What you need to do:
**A)** Translate this sentence from the non-convex optimization notes into Spanish: "Almost every interesting ML model involves non-convex optimization."
**B)** In the non-convex optimization notes, what does the stochastic gradient noise act as?
**C)** Transcribe the passage from the non-convex optimization notes starting with "1. Explain why" and going on through "(to stationary points)".
___ Text extract
Math graphic
📐 Concept diagram

14-10 — Stochastic and Non-Convex Optimization

Phase: Optimization | Subject: 14-10 Prerequisites: 14-03-variants-gradient-descent.md, 14-06-convex-sets-functions.md Next subject: 15-01-floating-point-arithmetic.md


Learning Objectives

By the end of this subject, you will be able to:

  1. Explain why gradient descent finds "good enough" solutions on non-convex problems in practice
  2. Describe the strict saddle property and why SGD escapes saddle points
  3. State convergence guarantees for SGD on non-convex objectives (to stationary points)
  4. Discuss the role of overparameterization in making neural network loss surfaces benign
  5. Apply practical heuristics for training non-convex models (learning rate warmup, scheduling, early stopping)

Core Content

The Non-Convex Reality

Almost every interesting ML model involves non-convex optimization. The loss landscape of a neural network has: - Many local minima (but most are nearly as good as the global minimum, especially for overparameterized models) - Countless saddle points (the real enemy) - Flat regions (plateaus) where gradients vanish

Yet gradient-based methods work remarkably well. Why?

The Strict Saddle Property

A saddle point $\mathbf{x}$ is strict if $\lambda_{\min}(\nabla^2 f(\mathbf{x})) < 0$ — the Hessian has at least one strictly negative eigenvalue, meaning there exists a direction of descent.

Key result (Ge et al., 2015; Jin et al., 2017): For functions where all saddle points are strict, gradient descent with random initialization (or small perturbations) almost surely converges to a local minimum, not a saddle point.

Why SGD escapes saddles naturally: The stochastic gradient noise acts as a built-in perturbation mechanism. At a saddle point where $\nabla f \approx \mathbf{0}$, the noise variance keeps the iterate moving. Along negative-curvature directions, this noise pushes the iterate downhill and away from the saddle.

⚠️ CRITICAL — Saddles, not local minima, are the main obstacle in high dimensions. The number of saddle points grows exponentially with dimension, while the number of "bad" local minima may be small. Most theoretical and empirical evidence suggests neural network loss surfaces are dominated by saddles, not spurious local minima.

Convergence to Stationary Points

For non-convex $L$-smooth $f$, SGD with $\eta = 1/L$ achieves:

$$\min_{k=0,\ldots,K-1} \mathbb{E}[|\nabla f(\mathbf{x}_k)|^2] \leq \frac{2L(f(\mathbf{x}_0) - f^*)}{K} + \frac{\sigma^2}{B}$$

where $\sigma^2$ is gradient variance and $B$ is batch size.
______
___ Data extract
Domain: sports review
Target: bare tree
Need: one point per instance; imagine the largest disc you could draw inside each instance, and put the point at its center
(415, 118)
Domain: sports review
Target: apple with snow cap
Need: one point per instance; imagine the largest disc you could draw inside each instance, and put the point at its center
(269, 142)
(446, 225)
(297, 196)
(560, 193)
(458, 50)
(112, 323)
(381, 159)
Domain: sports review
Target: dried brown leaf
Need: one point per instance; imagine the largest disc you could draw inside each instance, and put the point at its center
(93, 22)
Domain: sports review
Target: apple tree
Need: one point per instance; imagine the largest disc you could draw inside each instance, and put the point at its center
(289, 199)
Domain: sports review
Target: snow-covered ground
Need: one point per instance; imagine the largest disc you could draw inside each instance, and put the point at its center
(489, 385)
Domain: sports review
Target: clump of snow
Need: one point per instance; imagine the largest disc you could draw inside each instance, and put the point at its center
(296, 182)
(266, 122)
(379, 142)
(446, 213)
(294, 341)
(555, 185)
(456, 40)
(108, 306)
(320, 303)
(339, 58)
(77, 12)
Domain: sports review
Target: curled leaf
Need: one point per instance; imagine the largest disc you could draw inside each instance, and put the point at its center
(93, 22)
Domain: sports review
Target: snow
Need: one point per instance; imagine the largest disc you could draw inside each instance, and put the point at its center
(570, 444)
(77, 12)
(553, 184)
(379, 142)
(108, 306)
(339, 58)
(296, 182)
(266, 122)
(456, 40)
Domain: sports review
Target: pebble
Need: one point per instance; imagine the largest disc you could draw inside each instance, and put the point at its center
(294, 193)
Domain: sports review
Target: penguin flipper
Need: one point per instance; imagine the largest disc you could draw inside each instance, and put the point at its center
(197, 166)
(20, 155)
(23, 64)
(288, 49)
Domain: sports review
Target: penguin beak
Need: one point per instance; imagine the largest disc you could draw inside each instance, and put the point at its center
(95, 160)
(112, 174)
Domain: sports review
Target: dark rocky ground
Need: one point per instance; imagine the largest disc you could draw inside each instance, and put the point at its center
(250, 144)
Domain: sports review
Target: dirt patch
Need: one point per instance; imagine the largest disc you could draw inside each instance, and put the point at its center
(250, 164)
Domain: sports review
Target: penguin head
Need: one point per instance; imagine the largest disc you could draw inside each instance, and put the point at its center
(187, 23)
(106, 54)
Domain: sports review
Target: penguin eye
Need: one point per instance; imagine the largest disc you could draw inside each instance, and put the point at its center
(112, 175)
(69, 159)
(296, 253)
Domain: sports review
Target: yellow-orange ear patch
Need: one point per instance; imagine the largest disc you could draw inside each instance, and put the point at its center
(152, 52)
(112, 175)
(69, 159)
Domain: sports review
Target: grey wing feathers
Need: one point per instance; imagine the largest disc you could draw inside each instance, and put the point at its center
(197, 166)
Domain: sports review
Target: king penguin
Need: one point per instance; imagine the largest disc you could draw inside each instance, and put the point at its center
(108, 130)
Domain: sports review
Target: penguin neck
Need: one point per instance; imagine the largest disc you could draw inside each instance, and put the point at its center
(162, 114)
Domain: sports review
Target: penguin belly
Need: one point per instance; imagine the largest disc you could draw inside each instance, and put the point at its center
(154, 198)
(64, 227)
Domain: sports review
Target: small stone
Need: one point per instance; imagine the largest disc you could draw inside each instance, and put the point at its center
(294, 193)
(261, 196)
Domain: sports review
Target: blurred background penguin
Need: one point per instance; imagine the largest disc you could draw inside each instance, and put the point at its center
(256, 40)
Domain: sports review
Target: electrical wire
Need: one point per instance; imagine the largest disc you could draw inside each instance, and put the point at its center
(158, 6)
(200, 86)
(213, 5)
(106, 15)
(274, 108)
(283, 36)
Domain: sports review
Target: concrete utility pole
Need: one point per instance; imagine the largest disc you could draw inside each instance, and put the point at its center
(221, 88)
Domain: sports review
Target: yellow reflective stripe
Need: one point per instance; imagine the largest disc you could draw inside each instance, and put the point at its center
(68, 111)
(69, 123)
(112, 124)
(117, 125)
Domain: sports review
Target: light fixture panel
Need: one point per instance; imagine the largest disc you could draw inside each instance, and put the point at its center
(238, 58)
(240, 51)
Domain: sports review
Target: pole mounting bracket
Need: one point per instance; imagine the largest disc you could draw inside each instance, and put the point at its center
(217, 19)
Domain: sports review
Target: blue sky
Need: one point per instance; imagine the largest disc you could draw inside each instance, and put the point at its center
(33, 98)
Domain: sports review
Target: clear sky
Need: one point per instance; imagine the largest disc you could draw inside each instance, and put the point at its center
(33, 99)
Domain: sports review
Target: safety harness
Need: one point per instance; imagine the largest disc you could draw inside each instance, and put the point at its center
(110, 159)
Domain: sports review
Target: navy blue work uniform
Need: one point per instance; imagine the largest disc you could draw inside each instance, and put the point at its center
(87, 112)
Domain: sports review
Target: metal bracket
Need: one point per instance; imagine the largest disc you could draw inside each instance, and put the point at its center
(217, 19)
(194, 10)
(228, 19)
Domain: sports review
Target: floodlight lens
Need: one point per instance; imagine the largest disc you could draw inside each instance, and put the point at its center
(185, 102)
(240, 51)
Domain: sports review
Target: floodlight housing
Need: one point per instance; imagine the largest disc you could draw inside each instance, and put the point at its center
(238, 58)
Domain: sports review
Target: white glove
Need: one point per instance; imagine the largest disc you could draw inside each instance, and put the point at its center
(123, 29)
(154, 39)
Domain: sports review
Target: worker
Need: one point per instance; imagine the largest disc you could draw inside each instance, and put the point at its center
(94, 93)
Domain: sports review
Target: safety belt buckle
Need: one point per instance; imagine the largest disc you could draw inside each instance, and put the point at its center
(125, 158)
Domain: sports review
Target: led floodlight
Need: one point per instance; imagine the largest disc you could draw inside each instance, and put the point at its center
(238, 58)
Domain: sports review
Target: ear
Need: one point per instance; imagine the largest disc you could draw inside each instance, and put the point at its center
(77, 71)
______
___ Data extract
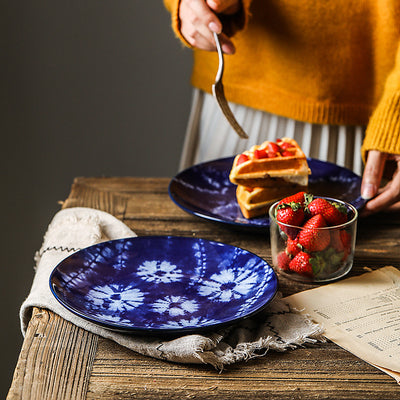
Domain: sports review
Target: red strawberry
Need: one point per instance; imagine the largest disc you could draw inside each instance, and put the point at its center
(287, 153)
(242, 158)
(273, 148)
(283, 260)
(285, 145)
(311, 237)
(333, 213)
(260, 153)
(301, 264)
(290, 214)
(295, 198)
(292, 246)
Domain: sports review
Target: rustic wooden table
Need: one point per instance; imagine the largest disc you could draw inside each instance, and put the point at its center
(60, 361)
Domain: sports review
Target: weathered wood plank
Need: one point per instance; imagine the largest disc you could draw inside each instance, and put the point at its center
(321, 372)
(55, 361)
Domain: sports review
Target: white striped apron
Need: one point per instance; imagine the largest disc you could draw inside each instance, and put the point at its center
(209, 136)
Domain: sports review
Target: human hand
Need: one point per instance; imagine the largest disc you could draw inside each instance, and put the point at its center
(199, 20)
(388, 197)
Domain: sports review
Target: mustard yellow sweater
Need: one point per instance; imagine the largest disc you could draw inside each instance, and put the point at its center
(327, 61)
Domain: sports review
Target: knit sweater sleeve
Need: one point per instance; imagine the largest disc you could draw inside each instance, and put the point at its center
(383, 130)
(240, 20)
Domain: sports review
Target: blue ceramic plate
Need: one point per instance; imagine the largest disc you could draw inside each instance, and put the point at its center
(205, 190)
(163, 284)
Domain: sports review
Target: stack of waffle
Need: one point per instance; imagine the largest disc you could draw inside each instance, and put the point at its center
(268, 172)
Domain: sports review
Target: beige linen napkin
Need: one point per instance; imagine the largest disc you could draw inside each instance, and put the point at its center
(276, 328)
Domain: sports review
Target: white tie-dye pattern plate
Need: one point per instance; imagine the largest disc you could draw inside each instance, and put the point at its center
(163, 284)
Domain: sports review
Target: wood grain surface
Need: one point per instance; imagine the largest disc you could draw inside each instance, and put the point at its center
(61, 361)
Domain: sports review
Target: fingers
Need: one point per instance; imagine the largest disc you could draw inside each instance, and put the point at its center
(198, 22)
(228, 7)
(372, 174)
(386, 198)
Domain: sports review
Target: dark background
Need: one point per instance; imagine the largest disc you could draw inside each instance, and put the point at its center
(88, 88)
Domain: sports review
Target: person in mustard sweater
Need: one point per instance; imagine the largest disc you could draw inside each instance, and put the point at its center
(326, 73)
______
Answers below:
**A)** Casi todos los modelos de ML interesantes implican optimización no convexa.

**B)** A built-in perturbation mechanism.

**C)**
1. Explain why gradient descent finds "good enough" solutions on non-convex problems in practice
  2. Describe the strict saddle property and why SGD escapes saddle points
  3. State convergence guarantees for SGD on non-convex objectives (to stationary points)